Information supplied →
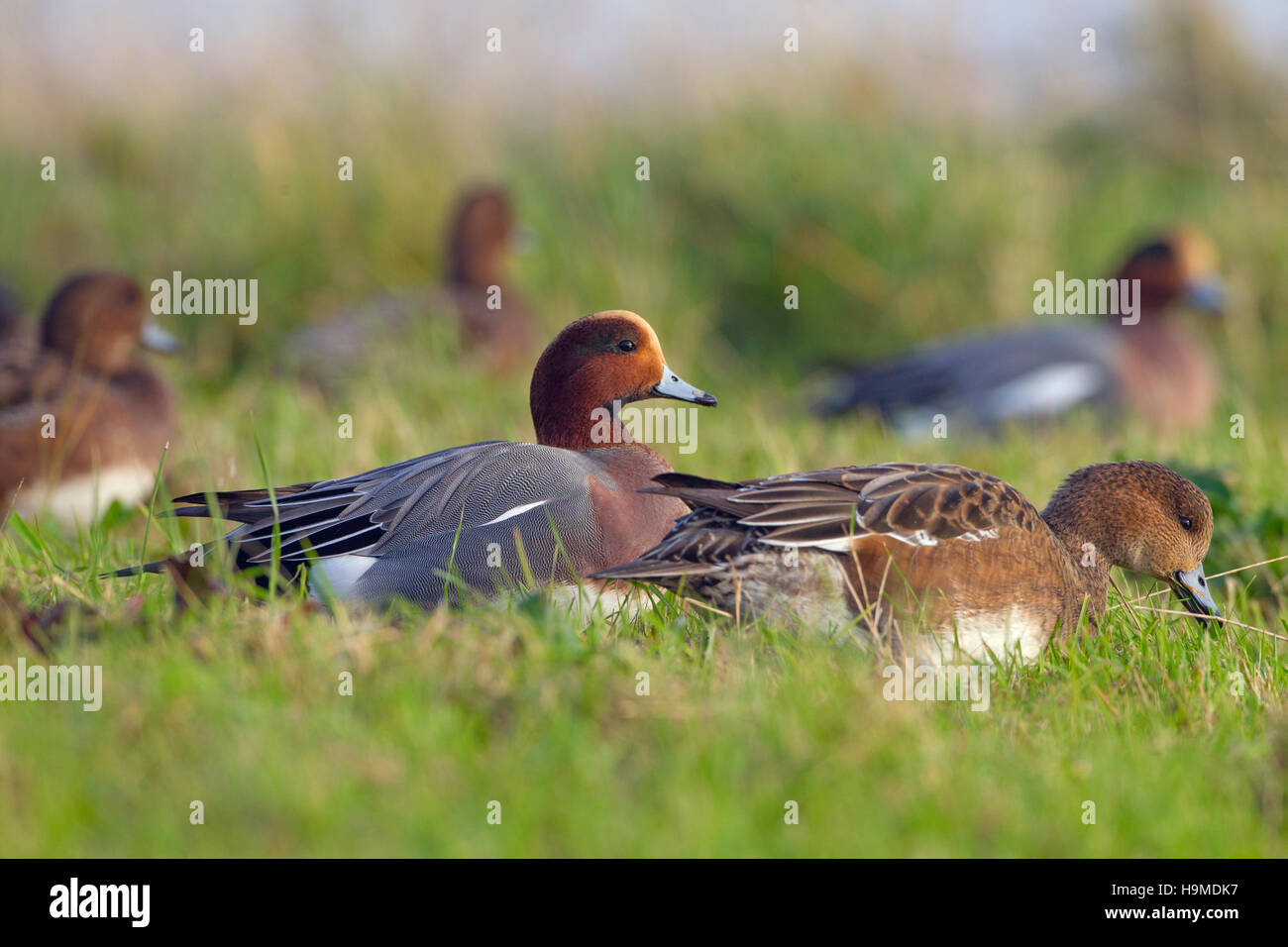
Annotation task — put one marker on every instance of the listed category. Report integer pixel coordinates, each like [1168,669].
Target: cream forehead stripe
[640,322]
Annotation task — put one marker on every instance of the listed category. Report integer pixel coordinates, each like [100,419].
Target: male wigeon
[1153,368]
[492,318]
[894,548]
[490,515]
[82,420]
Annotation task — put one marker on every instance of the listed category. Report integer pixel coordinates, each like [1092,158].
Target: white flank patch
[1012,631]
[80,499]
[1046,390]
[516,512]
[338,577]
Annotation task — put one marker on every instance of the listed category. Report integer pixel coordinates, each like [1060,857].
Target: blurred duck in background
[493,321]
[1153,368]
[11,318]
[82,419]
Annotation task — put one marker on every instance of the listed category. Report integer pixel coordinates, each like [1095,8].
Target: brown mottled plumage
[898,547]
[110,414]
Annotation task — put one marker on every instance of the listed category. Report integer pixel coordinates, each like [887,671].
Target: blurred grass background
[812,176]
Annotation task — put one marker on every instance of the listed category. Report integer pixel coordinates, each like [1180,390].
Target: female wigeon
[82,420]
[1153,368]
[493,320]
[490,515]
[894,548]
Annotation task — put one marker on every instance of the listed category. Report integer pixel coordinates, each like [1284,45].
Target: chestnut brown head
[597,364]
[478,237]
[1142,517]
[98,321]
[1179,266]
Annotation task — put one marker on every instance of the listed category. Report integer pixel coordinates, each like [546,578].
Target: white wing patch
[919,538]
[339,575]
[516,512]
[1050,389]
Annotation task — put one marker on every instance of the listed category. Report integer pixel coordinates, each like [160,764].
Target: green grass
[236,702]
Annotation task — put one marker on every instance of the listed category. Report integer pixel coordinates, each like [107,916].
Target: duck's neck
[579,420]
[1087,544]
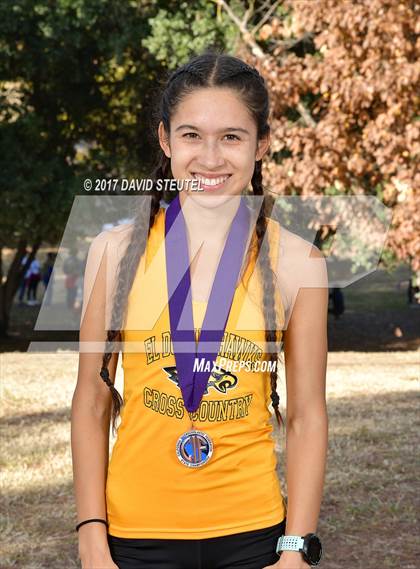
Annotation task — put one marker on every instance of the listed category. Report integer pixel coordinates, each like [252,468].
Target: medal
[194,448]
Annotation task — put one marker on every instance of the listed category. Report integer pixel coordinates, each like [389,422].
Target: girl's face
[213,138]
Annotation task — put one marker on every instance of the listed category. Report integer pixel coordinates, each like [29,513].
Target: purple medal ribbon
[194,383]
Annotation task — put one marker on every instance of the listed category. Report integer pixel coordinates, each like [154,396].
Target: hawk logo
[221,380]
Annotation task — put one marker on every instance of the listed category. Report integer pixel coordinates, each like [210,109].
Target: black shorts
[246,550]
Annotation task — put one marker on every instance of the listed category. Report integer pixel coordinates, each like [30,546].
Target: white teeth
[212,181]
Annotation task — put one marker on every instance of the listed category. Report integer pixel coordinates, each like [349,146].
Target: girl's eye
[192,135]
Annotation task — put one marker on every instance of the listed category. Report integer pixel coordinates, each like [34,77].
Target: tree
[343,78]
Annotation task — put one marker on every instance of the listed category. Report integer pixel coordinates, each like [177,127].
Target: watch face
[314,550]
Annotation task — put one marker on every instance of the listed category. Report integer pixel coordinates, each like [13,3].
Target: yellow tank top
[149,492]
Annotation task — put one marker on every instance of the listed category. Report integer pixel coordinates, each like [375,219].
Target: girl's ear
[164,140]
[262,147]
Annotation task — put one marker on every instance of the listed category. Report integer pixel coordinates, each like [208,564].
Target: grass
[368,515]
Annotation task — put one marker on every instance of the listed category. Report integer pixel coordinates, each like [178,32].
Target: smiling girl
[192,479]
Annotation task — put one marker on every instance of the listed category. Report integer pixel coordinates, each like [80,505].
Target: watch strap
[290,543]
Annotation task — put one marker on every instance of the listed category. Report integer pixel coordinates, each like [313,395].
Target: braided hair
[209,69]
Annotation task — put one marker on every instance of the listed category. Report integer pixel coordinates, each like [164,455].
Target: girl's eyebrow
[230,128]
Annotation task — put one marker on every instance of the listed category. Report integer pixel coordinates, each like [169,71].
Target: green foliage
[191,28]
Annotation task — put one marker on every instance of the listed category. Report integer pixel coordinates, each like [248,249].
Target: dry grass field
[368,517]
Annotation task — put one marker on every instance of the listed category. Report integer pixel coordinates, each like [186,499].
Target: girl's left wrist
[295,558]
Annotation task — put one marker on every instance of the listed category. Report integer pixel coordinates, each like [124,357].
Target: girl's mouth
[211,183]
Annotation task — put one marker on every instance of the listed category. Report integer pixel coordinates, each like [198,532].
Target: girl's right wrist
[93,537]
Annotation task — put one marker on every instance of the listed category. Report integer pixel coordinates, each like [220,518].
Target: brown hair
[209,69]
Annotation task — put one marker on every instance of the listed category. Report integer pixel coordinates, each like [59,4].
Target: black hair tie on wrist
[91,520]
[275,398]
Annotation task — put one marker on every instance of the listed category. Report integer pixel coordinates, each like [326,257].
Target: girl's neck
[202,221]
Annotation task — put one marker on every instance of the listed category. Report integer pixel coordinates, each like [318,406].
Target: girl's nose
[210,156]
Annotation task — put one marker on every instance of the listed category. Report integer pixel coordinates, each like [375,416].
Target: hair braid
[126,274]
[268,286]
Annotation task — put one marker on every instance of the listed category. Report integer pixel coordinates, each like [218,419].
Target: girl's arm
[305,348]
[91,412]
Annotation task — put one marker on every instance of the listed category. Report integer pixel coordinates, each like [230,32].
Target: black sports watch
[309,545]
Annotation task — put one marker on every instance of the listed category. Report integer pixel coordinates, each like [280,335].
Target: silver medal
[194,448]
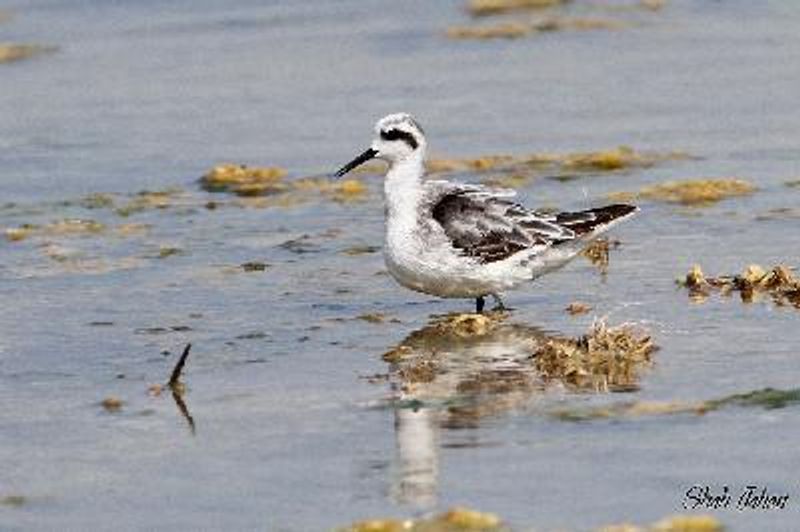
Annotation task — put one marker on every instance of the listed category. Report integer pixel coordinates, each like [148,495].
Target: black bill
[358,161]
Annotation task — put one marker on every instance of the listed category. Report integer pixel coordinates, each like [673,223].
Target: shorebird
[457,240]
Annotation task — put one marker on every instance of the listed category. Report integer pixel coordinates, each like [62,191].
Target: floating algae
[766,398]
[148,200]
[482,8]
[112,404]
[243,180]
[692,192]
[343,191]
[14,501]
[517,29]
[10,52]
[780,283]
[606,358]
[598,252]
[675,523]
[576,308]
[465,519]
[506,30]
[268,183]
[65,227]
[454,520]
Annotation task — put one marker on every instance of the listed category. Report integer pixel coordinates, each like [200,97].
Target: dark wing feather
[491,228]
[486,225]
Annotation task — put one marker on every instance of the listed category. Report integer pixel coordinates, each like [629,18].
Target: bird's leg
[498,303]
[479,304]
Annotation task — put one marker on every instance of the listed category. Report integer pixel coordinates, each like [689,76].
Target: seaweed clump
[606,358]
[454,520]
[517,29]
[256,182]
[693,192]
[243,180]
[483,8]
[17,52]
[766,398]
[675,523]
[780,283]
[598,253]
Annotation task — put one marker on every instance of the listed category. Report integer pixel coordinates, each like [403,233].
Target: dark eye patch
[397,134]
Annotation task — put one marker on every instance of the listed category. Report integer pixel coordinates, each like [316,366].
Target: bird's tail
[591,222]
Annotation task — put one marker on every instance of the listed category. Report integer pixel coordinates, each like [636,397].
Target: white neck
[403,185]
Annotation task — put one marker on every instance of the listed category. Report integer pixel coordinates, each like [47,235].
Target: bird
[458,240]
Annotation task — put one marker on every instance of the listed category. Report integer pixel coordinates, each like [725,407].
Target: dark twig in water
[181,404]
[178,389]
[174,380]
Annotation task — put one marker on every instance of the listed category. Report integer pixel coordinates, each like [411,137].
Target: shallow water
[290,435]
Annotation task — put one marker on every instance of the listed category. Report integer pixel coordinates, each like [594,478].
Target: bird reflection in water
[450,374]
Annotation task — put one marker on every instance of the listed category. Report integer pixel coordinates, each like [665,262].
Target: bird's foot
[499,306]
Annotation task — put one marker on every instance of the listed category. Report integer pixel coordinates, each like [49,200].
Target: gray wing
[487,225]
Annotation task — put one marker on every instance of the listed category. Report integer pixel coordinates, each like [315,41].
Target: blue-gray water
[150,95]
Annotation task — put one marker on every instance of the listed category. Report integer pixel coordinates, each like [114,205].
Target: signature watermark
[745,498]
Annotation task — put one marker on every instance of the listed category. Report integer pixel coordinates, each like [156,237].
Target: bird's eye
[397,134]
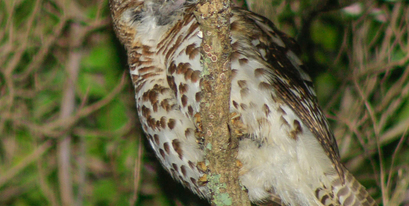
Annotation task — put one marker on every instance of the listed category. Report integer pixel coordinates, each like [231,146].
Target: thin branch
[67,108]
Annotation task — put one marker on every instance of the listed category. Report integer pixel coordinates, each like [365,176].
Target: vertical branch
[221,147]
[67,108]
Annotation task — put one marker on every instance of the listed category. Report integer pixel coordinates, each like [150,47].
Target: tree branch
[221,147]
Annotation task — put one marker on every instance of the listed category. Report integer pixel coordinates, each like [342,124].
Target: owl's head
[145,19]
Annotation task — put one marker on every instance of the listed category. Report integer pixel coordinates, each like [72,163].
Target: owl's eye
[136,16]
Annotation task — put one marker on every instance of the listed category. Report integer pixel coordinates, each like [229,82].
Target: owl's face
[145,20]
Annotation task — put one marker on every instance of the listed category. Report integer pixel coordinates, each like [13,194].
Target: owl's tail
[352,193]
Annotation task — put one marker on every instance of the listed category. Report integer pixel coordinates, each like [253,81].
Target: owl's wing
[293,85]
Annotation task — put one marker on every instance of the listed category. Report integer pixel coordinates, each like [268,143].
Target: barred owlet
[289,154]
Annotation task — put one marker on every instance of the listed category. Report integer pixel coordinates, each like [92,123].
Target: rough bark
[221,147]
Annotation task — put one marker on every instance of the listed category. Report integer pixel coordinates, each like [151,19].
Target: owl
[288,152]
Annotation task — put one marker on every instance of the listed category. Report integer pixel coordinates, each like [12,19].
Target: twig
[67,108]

Task description → Can you copy out, word for word, the stretch of the records from the line containing "each like [365,176]." through the end?

Exercise result →
Annotation task — put one marker on every instance of the listed category. Report integer pixel coordinates, each like [365,176].
Target: vertical branch
[221,147]
[67,108]
Annotation task — put one marker on every instance of the listed category. Report integer pixel coordinates, each like [150,47].
Target: tree branch
[221,147]
Annotation task — put one marker on every instance of the listed category. Report integer pixel coordinates, each like [342,124].
Target: owl's head
[145,19]
Annotation task — put one marker on every instance of the listed category. Report integer pixel coordinates, each like [72,163].
Target: owl's eye
[136,16]
Annotation task — put one marker on every instance of the listed category. Report integer pixel coordinates, each like [229,82].
Target: owl's face
[145,20]
Annotation task — put one marker on every instance of the listed category. Report integer pixel coordinates, each like [13,194].
Target: owl's tail
[352,193]
Annotation task — put one marker on every instance of the listed category. Report integer pixel coordinates, each like [253,81].
Target: owl's wing
[293,85]
Annotation task — put one marker on every instance of the listed category. Report integer pixel coordinates, each like [268,143].
Target: barred owlet
[289,154]
Annotation task — put one marker on every instance of the listed category. Report integer pixel coordinates, each like [92,123].
Target: rough bark
[221,147]
Annotation task — put one marker on every instance of the listed category. Report integer pixel coordinates, each like [151,19].
Target: owl
[288,152]
Annotation task — put one marker on every instance of the listed category. Report integer pixel coordinates, each like [12,19].
Target: twig
[67,108]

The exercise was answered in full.